* _Excerpt to read_

The Speaker then instructed Leacock to sit and added, “I am also an elected member of this House by almost, you can say, the whole country,” Alexander said.

“Questionably,” Leacock said, in an apparent reference to the NDP’s doubts about the legitimacy of the Speaker’s election because the Attorney General voted.

Frederick subsequently told Searchlight that Leacock is “simply a rude and out of place man who is not fit to be a parliamentarian to represent people anywhere in this country

“… Sometimes I wonder if he doesn’t suffer from some sort of complex or the other. He just simply believes that he can flaunt the rules of the House, at any and all times must be allowed to do that,” the Speaker further said, according to the publication.

Beyond parliamentary privilege

But the NDP in its letter on Wednesday noted that the Speaker’s comments to the newspaper are not protected by parliamentary privilege.

“You, Mr. Speaker must recognised that this statement was made outside the House and its privileges and therefore is subject to a lawsuit,” Eustace said, quoting the letter.

“Since there was no retraction by you, Mr. Speaker, of your statements, we conclude that they were meant for public consumption. And coming from the Speaker, this is untenable, since the Speaker is expected to be impartial and a keeper of the peace,” Eustace further said.

“The opposition Members of Parliament therefore call on you to step down from the office so that a more impartial individual can be elected as Speaker in the interest of our democracy,” Eustace said, quoting the letter.

The letter said that opposition legislators have repeatedly raised issues about the Speaker’s lack of impartiality.

* _Aim A_
In the news excerpt about the Speaker of the House, what does the opposition letter call on the Speaker to do?
* _Aim B_
Carry on the news excerpt about the Speaker of the House from its last sentence.

* _Raw records_
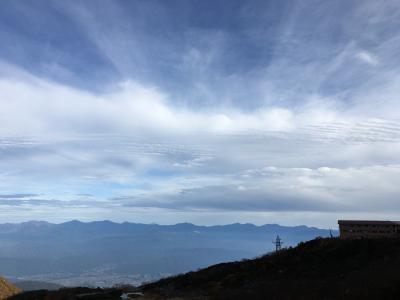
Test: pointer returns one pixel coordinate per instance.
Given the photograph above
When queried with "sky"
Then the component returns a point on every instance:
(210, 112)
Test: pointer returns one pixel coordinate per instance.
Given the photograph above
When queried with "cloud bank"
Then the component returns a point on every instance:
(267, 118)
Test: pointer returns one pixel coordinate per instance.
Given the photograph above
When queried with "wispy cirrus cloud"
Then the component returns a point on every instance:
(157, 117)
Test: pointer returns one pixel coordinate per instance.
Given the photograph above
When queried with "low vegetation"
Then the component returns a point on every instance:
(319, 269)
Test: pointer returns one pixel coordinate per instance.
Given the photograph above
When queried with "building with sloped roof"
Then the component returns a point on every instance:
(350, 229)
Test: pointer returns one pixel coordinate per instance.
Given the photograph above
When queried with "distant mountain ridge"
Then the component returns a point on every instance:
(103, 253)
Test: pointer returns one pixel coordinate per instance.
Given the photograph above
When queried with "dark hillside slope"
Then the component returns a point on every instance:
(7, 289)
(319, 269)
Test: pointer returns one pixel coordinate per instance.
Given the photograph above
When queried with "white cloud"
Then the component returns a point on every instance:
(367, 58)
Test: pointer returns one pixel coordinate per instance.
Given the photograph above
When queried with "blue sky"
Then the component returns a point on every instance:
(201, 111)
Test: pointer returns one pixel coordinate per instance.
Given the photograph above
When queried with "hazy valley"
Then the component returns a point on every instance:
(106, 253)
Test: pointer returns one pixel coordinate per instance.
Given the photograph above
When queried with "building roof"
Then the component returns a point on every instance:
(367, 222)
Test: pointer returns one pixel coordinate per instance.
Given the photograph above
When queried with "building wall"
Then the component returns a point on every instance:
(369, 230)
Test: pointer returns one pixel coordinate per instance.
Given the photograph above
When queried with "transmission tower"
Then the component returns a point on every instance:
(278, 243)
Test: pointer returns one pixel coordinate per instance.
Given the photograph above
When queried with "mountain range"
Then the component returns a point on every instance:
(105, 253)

* _Expected answer A_
Step down from office so that a more impartial individual can be elected as Speaker.

* _Expected answer B_
They mentioned an exchange in Parliament last Thursday, May 31, when opposition legislator Daniel Cumming asked about the Speaker’s ruling on a matter in which South Leeward Representative Nigel Stephenson was made to withdraw a statement, attributed to Gonsalves, about the crime-fighting initiative Vincy Pac.

The opposition say they have given the Speaker evidence that Gonsalves in fact made the statement.

But the Speaker is yet to rule on the matter and responded hostilely to opposition legislators, including West Kingstown representative Daniel Cumming and his Northern Grenadines colleague Dr. Godwin Friday, when they inquired about it in Parliament Thursday.

“So he has the evidence that he has asked for and still has not ruled on the issue. And when asked to do so, at the last sitting of the House, he gave no assurance that it would be dealt with,” Friday, an NDP vice-president said at Wednesday’s press conference.

Friday, a lawyer, said opposition lawmakers believe the legal opinion the Speaker received and announced in Parliament about Attorney General Judith Jones-Morgan’s ballot in the Speaker’s election is “wrong”.

“But the Speaker himself has essentially presented the opinion, but, in my view has not ruled on the issue as to what extent the Attorney General is entitled to vote in the House,” Friday said.

“So that is another issue that is lingering. So, there are a number of serious procedural issues and when we raise them, there is a temptation of some to trivialise them and say we are simply trying to score political points. But the Speaker is constitutionally an impartial person so we can’t score political points against the Speaker,” he said.

The NDP has copied its letter, singed by all opposition legislators, to Gonsalves, Governor General Sir Frederick Ballantyne, and the Commonwealth Parliamentary Association.